(begin)

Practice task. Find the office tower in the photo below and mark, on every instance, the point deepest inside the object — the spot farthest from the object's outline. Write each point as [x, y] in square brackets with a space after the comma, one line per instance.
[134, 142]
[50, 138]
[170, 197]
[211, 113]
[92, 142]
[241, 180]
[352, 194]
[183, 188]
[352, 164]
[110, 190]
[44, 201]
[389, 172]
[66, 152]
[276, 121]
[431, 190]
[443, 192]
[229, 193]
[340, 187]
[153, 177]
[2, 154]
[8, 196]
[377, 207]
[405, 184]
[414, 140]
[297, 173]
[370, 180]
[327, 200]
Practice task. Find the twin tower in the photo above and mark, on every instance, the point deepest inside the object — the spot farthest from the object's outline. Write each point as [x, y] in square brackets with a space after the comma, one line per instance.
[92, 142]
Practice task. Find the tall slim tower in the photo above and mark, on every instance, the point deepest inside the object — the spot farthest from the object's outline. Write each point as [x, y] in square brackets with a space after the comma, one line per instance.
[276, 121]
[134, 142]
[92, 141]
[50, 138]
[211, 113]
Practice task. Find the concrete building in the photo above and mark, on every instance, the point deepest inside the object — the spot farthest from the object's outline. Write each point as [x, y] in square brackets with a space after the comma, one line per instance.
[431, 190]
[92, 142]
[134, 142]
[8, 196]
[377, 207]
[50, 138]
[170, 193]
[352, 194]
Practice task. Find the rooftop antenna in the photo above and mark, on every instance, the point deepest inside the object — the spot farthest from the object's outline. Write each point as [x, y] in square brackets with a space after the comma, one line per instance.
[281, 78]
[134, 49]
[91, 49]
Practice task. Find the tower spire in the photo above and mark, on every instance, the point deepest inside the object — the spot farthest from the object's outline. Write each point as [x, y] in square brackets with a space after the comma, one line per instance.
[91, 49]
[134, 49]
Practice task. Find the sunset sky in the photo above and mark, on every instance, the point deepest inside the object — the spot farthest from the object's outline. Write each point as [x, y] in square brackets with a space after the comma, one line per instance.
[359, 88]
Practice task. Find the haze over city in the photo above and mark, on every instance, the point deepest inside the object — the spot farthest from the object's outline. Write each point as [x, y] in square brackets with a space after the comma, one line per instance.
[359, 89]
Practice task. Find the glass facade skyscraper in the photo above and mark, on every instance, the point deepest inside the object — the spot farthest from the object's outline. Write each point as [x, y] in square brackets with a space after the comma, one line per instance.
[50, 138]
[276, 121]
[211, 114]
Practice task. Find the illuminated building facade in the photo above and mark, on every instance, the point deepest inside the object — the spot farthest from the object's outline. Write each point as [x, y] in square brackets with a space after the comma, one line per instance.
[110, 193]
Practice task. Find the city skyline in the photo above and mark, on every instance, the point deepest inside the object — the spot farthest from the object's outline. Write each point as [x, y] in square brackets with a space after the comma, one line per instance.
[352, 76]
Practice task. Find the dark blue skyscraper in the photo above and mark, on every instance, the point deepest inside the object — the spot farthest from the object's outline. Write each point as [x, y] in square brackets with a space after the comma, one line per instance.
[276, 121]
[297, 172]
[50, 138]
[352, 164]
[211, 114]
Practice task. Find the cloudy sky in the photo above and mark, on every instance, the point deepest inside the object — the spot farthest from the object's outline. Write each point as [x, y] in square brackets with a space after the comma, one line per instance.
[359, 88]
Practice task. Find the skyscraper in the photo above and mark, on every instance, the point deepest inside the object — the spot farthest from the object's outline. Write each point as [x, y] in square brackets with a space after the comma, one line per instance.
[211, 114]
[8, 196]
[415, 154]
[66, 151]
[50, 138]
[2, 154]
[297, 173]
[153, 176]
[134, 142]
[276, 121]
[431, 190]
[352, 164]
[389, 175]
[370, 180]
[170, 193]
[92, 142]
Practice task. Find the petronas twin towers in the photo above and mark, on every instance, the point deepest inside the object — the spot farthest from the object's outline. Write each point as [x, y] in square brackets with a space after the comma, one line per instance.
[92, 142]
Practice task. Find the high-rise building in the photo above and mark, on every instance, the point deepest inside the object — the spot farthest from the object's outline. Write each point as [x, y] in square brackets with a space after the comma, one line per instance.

(end)

- _TASK DIRECTIONS_
Keep only the lines from the one containing "Practice task. Find the city" to the end of the entries, and repeat them exactly.

- _THE RESPONSE_
Practice task. Find the city skyline in the photo above and mark, on every instance, the point deepest inside the object — the spot farthest from the object's outline. Write each point as [x, y] in square brackets with a space after the comma, one line per instance.
[352, 76]
Practice task. Find the dark blue skyscraper in the photo above and mark, on every instance, the point deepest inside the object — the spot farthest from the object's outline. Write each point as [x, y] in square brackets with a space after the comma, one line per instance.
[276, 121]
[297, 172]
[50, 138]
[352, 164]
[211, 114]
Practice task. Find the cloudy sky in the photo above and mark, on every instance, the point deepest inside the object — the spot farthest from the object's outline. Write each point as [x, y] in square brackets with a space after the comma, one line per instance.
[359, 88]
Practice task. Find the skyscraper in the photo above and mark, on every instance, the point deepest inside the object — the spot farthest from the object's outline. Write each point as [x, y] in square brackets with a space after the comma, one line per instance.
[211, 114]
[8, 196]
[415, 154]
[66, 151]
[50, 138]
[2, 154]
[297, 173]
[153, 176]
[134, 142]
[276, 121]
[431, 190]
[352, 164]
[389, 175]
[370, 180]
[170, 193]
[92, 142]
Practice task. Find the petronas twin towers in the photo above and mark, on every instance, the point deepest inside the object — the spot farthest from the object's outline. Write each point as [x, y] in square brackets with a space after the comma, one line per instance.
[92, 142]
Practice task. Find the high-rise building in the photo above and mark, on every instance, the point deepest inside the object — the spot farthest from the object's outline. Write each point as [x, y] in square brackets with a space after the comma, one line per instance.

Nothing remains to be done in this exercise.